新入社員研修を有意義なものにするには
“新入社員”には、社会人未経験の状態で入社する新入社員と、転職等で入社する中途入社社員(新入社員)の二通りあります。しかし、“新入社員研修”と聞くと、前者を想像する方が多いのではないでしょうか。
新卒入社社員を受け入れる際、どの会社でも新入社員研修を実施することが当たり前になってきました。
ユニークな新入社員研修を行っている会社は、ニュースなどでも紹介され、会社ごとに工夫を凝らしてプログラムを組んでいるところが多くなっています。
新入社員研修を「受けてよかった」と思ってもらい、配属後の現場の社員が「しっかり研修で学んできたんだな」と思ってもらえるものにするには、どうすればよいのでしょうか。
そのヒントについて、新入社員研修の計画、実施を行った経験もある筆者からご紹介していきたいと思います。
新入社員研修の目的
社会人として身につけるべき基本のスキル・知識を学ぶ
どの職種であっても、身につけるべき社会人としての基本のスキルは、新入社員研修の間に見につけておくことが必要です。主にビジネスマナーや社会人としての基本の行動、会社によっては会社が求める行動指針などを学ぶことがが当てはまります。
社会人の自覚を持つ
社会人未経験の新入社員が社会人としての自覚を持たないまま現場で仕事をしても、うまく対応できなかったり、これまでとの生活とのギャップを感じてしまったりします。
脅す必要はありませんが、社会人としてこれまでとは求められることが違うということは、最初にしっかりと自覚を持てるように指導していく必要があります。

表示データ »
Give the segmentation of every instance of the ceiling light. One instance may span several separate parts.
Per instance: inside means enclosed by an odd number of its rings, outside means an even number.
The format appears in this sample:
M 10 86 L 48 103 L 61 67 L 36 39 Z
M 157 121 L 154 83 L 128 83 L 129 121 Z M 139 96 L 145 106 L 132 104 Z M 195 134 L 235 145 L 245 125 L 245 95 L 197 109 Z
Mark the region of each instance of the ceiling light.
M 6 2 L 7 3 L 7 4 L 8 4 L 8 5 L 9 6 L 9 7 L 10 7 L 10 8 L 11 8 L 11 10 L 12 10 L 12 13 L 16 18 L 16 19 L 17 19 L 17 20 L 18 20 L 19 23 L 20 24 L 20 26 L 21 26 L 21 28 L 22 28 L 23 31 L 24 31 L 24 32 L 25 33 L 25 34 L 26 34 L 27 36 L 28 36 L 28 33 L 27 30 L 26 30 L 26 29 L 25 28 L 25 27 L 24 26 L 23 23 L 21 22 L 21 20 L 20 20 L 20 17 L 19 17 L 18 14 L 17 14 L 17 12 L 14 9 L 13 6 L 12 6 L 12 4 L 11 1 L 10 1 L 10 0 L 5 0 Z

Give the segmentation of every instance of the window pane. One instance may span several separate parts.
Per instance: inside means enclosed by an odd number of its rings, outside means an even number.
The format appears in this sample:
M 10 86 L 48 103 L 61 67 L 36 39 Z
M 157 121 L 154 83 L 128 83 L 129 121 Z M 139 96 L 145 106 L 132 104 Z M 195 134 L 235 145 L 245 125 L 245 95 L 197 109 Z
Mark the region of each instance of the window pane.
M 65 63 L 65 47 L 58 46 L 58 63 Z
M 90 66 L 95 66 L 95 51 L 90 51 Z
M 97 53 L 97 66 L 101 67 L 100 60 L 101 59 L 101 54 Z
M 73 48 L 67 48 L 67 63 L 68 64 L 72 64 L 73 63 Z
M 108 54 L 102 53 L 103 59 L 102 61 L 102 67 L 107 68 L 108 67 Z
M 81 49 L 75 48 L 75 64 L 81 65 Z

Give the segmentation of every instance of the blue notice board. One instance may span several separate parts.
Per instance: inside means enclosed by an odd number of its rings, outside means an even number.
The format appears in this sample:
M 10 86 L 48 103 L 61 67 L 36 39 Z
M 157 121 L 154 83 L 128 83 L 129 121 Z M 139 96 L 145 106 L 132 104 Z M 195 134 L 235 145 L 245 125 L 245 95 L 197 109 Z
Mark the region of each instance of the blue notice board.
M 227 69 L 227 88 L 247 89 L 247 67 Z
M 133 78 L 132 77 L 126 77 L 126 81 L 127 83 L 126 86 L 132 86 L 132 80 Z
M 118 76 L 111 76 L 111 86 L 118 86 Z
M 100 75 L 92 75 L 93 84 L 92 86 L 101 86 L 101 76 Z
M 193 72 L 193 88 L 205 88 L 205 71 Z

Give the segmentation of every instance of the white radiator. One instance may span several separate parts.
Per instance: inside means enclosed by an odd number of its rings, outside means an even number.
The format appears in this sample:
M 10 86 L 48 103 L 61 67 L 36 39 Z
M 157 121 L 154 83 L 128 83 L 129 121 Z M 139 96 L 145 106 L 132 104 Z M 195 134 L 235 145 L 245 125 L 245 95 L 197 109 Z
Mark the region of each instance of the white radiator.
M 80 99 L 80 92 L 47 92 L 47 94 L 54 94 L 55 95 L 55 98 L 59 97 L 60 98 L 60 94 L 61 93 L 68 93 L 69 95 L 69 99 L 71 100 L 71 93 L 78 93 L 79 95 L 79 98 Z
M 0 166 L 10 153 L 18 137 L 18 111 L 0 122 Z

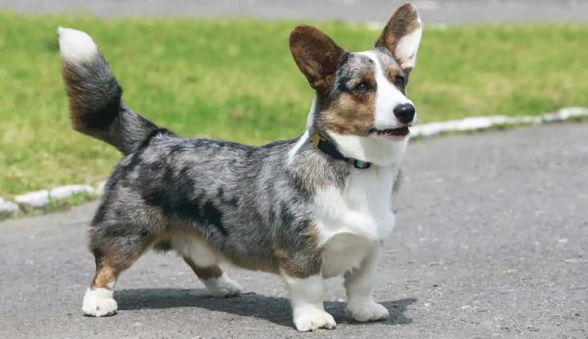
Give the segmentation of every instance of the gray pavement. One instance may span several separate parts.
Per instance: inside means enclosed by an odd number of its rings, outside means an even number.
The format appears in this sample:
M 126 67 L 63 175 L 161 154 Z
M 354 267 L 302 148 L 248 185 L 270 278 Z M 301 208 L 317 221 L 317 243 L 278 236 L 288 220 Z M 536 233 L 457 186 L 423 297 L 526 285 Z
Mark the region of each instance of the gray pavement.
M 112 317 L 80 307 L 95 203 L 0 223 L 0 337 L 588 337 L 588 123 L 415 142 L 377 298 L 387 321 L 350 323 L 329 281 L 332 331 L 292 327 L 280 280 L 232 270 L 252 293 L 209 298 L 190 268 L 149 253 L 120 280 Z
M 0 0 L 22 13 L 89 12 L 101 16 L 243 16 L 386 21 L 405 0 Z M 588 1 L 413 0 L 426 24 L 588 21 Z

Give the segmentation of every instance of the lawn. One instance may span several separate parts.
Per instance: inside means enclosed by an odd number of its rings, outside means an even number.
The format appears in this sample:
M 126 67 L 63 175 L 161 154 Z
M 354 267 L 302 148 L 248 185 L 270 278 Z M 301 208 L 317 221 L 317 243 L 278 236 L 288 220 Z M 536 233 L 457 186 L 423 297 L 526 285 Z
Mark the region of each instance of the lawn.
M 299 135 L 312 93 L 288 49 L 300 22 L 99 20 L 0 12 L 0 196 L 104 179 L 115 149 L 71 130 L 56 29 L 97 42 L 129 106 L 182 135 L 259 145 Z M 309 23 L 309 22 L 306 22 Z M 350 50 L 379 32 L 317 26 Z M 420 122 L 588 106 L 588 26 L 426 29 L 409 96 Z

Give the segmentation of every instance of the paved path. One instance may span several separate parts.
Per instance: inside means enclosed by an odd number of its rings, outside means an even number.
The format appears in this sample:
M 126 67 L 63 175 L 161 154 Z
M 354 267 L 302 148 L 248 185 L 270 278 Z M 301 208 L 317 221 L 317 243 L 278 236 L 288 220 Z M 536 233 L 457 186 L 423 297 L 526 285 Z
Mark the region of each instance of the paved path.
M 554 125 L 411 145 L 376 291 L 389 321 L 348 323 L 335 279 L 326 305 L 339 327 L 300 335 L 277 277 L 235 271 L 254 293 L 215 300 L 181 260 L 152 253 L 119 281 L 117 315 L 84 317 L 91 204 L 0 223 L 0 337 L 586 338 L 587 132 Z
M 588 1 L 411 0 L 426 24 L 588 21 Z M 406 0 L 0 0 L 25 13 L 83 11 L 102 16 L 253 16 L 263 18 L 386 21 Z

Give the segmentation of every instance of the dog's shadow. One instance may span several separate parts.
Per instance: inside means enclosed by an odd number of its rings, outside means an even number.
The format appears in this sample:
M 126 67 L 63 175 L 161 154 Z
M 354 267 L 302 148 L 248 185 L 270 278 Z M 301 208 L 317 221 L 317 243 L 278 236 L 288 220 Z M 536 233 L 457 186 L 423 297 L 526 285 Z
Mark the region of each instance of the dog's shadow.
M 202 289 L 159 288 L 121 290 L 115 298 L 119 310 L 176 307 L 198 307 L 238 315 L 263 319 L 283 326 L 293 326 L 289 303 L 285 298 L 247 293 L 231 298 L 213 298 Z M 390 317 L 379 323 L 389 325 L 409 324 L 412 319 L 405 315 L 406 307 L 415 298 L 384 301 Z M 356 323 L 345 314 L 345 303 L 326 301 L 325 307 L 339 324 Z

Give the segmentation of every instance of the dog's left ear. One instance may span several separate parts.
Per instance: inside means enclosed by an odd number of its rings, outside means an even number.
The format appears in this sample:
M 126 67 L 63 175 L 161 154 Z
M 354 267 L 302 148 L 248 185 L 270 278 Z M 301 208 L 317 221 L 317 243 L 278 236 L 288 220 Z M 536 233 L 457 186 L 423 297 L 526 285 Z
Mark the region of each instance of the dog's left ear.
M 408 75 L 416 63 L 423 25 L 416 6 L 405 4 L 388 21 L 376 45 L 383 45 Z

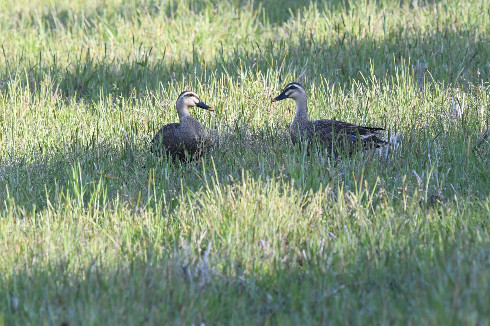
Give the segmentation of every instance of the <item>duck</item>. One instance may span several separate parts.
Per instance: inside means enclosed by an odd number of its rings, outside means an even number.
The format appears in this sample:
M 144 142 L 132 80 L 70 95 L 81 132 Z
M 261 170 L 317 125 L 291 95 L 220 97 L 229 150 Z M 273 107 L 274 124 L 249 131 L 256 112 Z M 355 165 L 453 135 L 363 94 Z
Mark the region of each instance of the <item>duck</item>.
M 291 98 L 296 102 L 296 114 L 290 128 L 293 145 L 298 144 L 300 148 L 301 140 L 307 141 L 307 153 L 313 144 L 326 148 L 328 152 L 333 150 L 347 148 L 348 154 L 355 152 L 358 145 L 363 150 L 379 148 L 389 145 L 378 138 L 383 135 L 384 128 L 362 127 L 335 120 L 321 119 L 310 121 L 308 119 L 306 90 L 300 84 L 291 83 L 282 92 L 273 98 L 271 102 Z M 338 151 L 335 150 L 334 157 Z
M 200 158 L 212 142 L 202 124 L 189 113 L 189 108 L 194 107 L 214 111 L 194 92 L 181 93 L 175 102 L 180 123 L 170 123 L 160 129 L 151 141 L 150 151 L 152 153 L 160 155 L 166 152 L 173 161 L 178 159 L 190 162 L 194 158 Z

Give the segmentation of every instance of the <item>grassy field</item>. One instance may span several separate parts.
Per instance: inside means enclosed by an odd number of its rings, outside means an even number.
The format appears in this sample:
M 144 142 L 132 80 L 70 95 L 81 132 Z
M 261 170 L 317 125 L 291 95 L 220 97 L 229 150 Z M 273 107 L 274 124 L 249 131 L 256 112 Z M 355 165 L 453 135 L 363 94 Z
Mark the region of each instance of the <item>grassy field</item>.
M 490 1 L 302 2 L 1 0 L 0 326 L 490 325 Z M 293 147 L 298 79 L 393 146 Z

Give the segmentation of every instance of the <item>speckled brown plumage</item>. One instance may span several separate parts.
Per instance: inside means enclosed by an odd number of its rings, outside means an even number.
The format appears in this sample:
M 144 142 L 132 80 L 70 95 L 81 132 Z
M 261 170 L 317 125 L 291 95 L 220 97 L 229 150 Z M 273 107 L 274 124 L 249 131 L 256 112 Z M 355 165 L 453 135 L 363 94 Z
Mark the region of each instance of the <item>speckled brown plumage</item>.
M 351 155 L 359 145 L 363 149 L 368 149 L 388 145 L 376 136 L 383 134 L 380 132 L 386 130 L 383 128 L 362 127 L 333 120 L 309 120 L 306 92 L 297 83 L 288 84 L 272 102 L 288 98 L 294 99 L 296 105 L 296 115 L 290 129 L 291 140 L 293 144 L 299 145 L 302 141 L 307 141 L 308 152 L 314 144 L 326 148 L 329 153 L 335 147 L 335 155 L 339 151 L 347 151 Z
M 182 92 L 176 104 L 180 123 L 160 128 L 151 141 L 152 153 L 158 155 L 165 152 L 174 160 L 189 161 L 200 157 L 206 152 L 211 145 L 211 137 L 202 124 L 189 113 L 188 108 L 194 106 L 212 110 L 195 93 Z

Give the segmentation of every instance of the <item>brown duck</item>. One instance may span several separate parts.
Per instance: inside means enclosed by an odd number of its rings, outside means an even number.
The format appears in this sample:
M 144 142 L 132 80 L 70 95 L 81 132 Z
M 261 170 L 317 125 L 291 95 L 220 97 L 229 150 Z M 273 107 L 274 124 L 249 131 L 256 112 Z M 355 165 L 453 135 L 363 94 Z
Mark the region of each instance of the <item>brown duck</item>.
M 160 155 L 165 152 L 174 161 L 200 157 L 211 145 L 211 140 L 202 124 L 189 113 L 189 108 L 193 107 L 214 111 L 196 93 L 182 92 L 175 103 L 180 123 L 170 123 L 160 128 L 151 141 L 151 152 Z
M 380 130 L 386 130 L 383 128 L 361 127 L 333 120 L 309 120 L 306 91 L 297 83 L 288 84 L 282 92 L 270 102 L 286 98 L 292 98 L 296 102 L 296 115 L 290 129 L 293 144 L 298 143 L 300 146 L 301 139 L 306 140 L 309 148 L 316 142 L 318 145 L 326 147 L 329 153 L 335 145 L 337 150 L 347 148 L 349 155 L 355 152 L 358 145 L 363 149 L 378 148 L 389 145 L 377 137 L 383 134 L 380 132 Z M 337 153 L 336 150 L 334 155 L 336 156 Z

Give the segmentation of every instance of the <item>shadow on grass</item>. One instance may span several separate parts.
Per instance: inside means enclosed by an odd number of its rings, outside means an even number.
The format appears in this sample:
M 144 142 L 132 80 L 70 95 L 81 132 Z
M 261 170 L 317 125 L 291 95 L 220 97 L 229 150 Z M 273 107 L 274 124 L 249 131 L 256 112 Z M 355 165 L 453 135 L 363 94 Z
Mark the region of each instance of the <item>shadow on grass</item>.
M 276 5 L 274 3 L 265 1 L 263 5 L 265 8 Z M 302 6 L 295 5 L 295 9 Z M 135 13 L 139 15 L 137 11 Z M 15 81 L 17 87 L 28 85 L 31 91 L 47 85 L 53 96 L 70 98 L 76 94 L 78 99 L 89 102 L 99 100 L 102 90 L 105 95 L 113 93 L 115 98 L 122 96 L 127 99 L 161 89 L 160 83 L 164 87 L 177 81 L 184 85 L 189 82 L 209 83 L 211 79 L 222 76 L 240 82 L 247 74 L 270 74 L 286 84 L 304 72 L 308 82 L 318 85 L 324 78 L 331 84 L 338 83 L 348 89 L 353 83 L 364 83 L 364 78 L 371 74 L 378 79 L 395 76 L 400 68 L 408 65 L 410 58 L 410 67 L 416 71 L 419 83 L 424 76 L 448 86 L 490 81 L 488 36 L 476 27 L 426 31 L 414 28 L 407 31 L 405 26 L 399 26 L 381 39 L 362 35 L 357 31 L 337 29 L 338 35 L 328 41 L 318 39 L 305 28 L 295 37 L 237 45 L 226 49 L 227 53 L 218 46 L 216 55 L 207 61 L 194 47 L 185 59 L 172 61 L 165 57 L 165 49 L 172 44 L 137 39 L 125 57 L 107 56 L 104 45 L 54 56 L 52 60 L 41 54 L 38 63 L 28 62 L 19 53 L 17 57 L 6 58 L 0 80 L 6 93 Z M 158 51 L 153 49 L 156 48 Z M 67 57 L 60 60 L 59 55 Z
M 329 241 L 324 252 L 307 249 L 309 258 L 299 254 L 306 248 L 281 253 L 284 259 L 273 267 L 261 261 L 270 260 L 265 251 L 252 268 L 239 260 L 213 258 L 215 251 L 209 258 L 182 249 L 159 258 L 148 252 L 147 260 L 122 253 L 128 262 L 119 259 L 113 267 L 98 257 L 86 258 L 91 263 L 81 266 L 68 259 L 34 264 L 4 272 L 0 313 L 7 325 L 465 324 L 488 319 L 487 242 L 439 239 L 433 247 L 416 235 L 405 240 L 389 250 L 363 246 L 348 257 L 333 253 L 335 242 Z

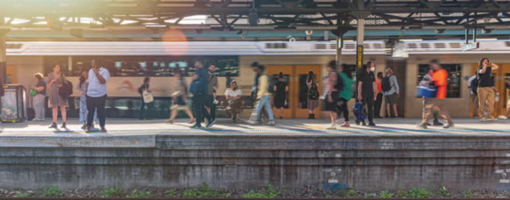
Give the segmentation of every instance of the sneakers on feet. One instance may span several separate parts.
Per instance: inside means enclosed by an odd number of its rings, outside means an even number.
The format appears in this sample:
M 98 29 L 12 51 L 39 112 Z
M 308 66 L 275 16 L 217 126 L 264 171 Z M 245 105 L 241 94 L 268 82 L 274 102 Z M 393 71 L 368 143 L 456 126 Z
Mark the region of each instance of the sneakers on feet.
M 427 129 L 427 123 L 420 123 L 416 125 L 416 127 L 418 128 Z
M 269 121 L 269 122 L 267 123 L 267 125 L 269 126 L 274 126 L 276 124 L 274 123 L 274 121 Z
M 214 125 L 215 123 L 216 123 L 216 119 L 211 121 L 210 123 L 207 124 L 207 126 L 206 127 L 207 127 L 208 128 L 210 128 L 211 126 L 213 126 L 213 125 Z

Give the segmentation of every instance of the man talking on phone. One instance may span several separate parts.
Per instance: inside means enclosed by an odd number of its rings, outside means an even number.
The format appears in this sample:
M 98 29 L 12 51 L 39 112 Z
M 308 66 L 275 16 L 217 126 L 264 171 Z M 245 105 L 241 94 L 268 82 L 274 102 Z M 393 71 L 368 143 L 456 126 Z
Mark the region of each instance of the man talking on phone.
M 476 71 L 476 76 L 478 79 L 478 117 L 480 121 L 497 120 L 494 117 L 495 92 L 492 87 L 494 86 L 494 81 L 491 76 L 493 70 L 499 69 L 499 66 L 494 64 L 489 58 L 482 58 L 480 60 L 479 67 Z M 484 115 L 485 105 L 487 104 L 487 117 Z
M 92 69 L 89 71 L 89 87 L 87 90 L 87 132 L 90 132 L 92 122 L 94 121 L 94 113 L 97 111 L 97 118 L 99 118 L 101 131 L 106 132 L 105 127 L 106 123 L 106 116 L 105 112 L 105 105 L 108 91 L 106 84 L 110 79 L 110 72 L 100 66 L 96 61 L 92 60 L 90 63 Z

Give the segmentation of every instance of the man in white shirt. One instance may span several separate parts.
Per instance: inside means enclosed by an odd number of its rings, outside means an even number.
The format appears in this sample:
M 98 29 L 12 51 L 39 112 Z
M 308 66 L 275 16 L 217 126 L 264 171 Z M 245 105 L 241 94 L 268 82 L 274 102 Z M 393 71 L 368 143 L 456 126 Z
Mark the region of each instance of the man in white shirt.
M 106 68 L 100 66 L 92 60 L 91 63 L 92 69 L 89 71 L 89 86 L 87 89 L 87 132 L 90 132 L 92 122 L 94 121 L 94 113 L 97 112 L 99 126 L 101 131 L 106 132 L 105 127 L 106 117 L 105 106 L 108 91 L 106 84 L 110 79 L 110 72 Z
M 228 107 L 226 110 L 232 114 L 232 121 L 237 121 L 239 119 L 238 115 L 242 106 L 243 92 L 237 86 L 237 82 L 232 81 L 229 88 L 225 91 L 225 96 L 228 101 Z

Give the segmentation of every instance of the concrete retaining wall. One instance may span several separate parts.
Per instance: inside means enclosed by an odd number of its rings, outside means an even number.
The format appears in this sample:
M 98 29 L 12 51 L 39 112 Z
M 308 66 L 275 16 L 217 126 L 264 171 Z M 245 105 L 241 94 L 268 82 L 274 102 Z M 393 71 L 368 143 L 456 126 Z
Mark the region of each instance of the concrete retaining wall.
M 0 187 L 510 185 L 508 137 L 158 135 L 39 138 L 39 146 L 34 139 L 0 138 Z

作業指示 1 » 上のデータ行について、先頭の行から「M 6 2 L 7 3」を含む行までを、「番号」と「内容」の2列からなるMarkdown表に整理してもらえますか？空行は含めないでください。
作業指示 2 » 新入社員研修についての本文を、最後の文の後から引き継いで書き進めてもらえますか？

作業結果 1 »
| 番号 | 内容 |
|---|---|
| 1 | Give the segmentation of every instance of the ceiling light. One instance may span several separate parts. |
| 2 | Per instance: inside means enclosed by an odd number of its rings, outside means an even number. |
| 3 | The format appears in this sample: |
| 4 | M 10 86 L 48 103 L 61 67 L 36 39 Z |
| 5 | M 157 121 L 154 83 L 128 83 L 129 121 Z M 139 96 L 145 106 L 132 104 Z M 195 134 L 235 145 L 245 125 L 245 95 L 197 109 Z |
| 6 | Mark the region of each instance of the ceiling light. |
| 7 | M 6 2 L 7 3 L 7 4 L 8 4 L 8 5 L 9 6 L 9 7 L 10 7 L 10 8 L 11 8 L 11 10 L 12 10 L 12 13 L 16 18 L 16 19 L 17 19 L 17 20 L 18 20 L 19 23 L 20 24 L 20 26 L 21 26 L 21 28 L 22 28 L 23 31 L 24 31 L 24 32 L 25 33 L 25 34 L 26 34 L 27 36 L 28 36 L 28 33 L 27 30 L 26 30 L 26 29 L 25 28 L 25 27 L 24 26 L 23 23 L 21 22 L 21 20 L 20 20 L 20 17 L 19 17 L 18 14 L 17 14 L 17 12 L 14 9 L 13 6 L 12 6 L 12 4 L 11 1 L 10 1 L 10 0 L 5 0 Z |

作業結果 2 »
同期同士のつながりを持つ
離職を防ぐ対策の一つに、“同期とのつながり"があります。
入社した新入社員が早期に離職してしまう前に、悩みを相談したりできる仲間づくりを意識することも新入社員研修の目的の一つといえます。
※参考記事:
社員の離職を防ぐ「リテンションマネジメント」の施策とは?〜青山学院山本教授インタビュー(前編)〜
社員の離職を防ぐ「リテンションマネジメント」の施策とは?〜青山学院山本教授インタビュー(後編)〜
新入社員研修の計画の立て方
1.目的とゴールを定める
新入社員を実施した後、どうなってほしいのかを明確にしましょう。
「基本的なビジネスマナーを習得している」「会社の事業内容を理解できている」などがありますが、会社として新入社員をどんな風に教育していきたいのかは、経営陣を含めて意識を統一しておくことが重要です。
新入社員研修だけを計画するのではなく、新入社員で入社した後の1年後、3年後の姿も想像し、長期的なプランを立てていきたいですね。
2.現場担当からヒアリングする
事前に現場の管理職の方などからの意見をヒアリングしておくことも重要です。
各事業部ごとで新入社員に求めることは変わるかもしれませんが、新入社員研修で行っておくべきことは何なのか、どこまで習得したうえで現場配属すればよいのか、事前にすりあわせておくと配属後の業務もスムーズに進みます。
プログラム内容によっては、現場の方に講師になってもらうこともあると思いますので、その研修内容の調整など、前もって計画的に進めておきましょう。
3.具体的なプログラムを検討する
設定したゴールに向けて、具体的にどんなことを行わなければならないのか、具体的にプログラムを検討していきましょう。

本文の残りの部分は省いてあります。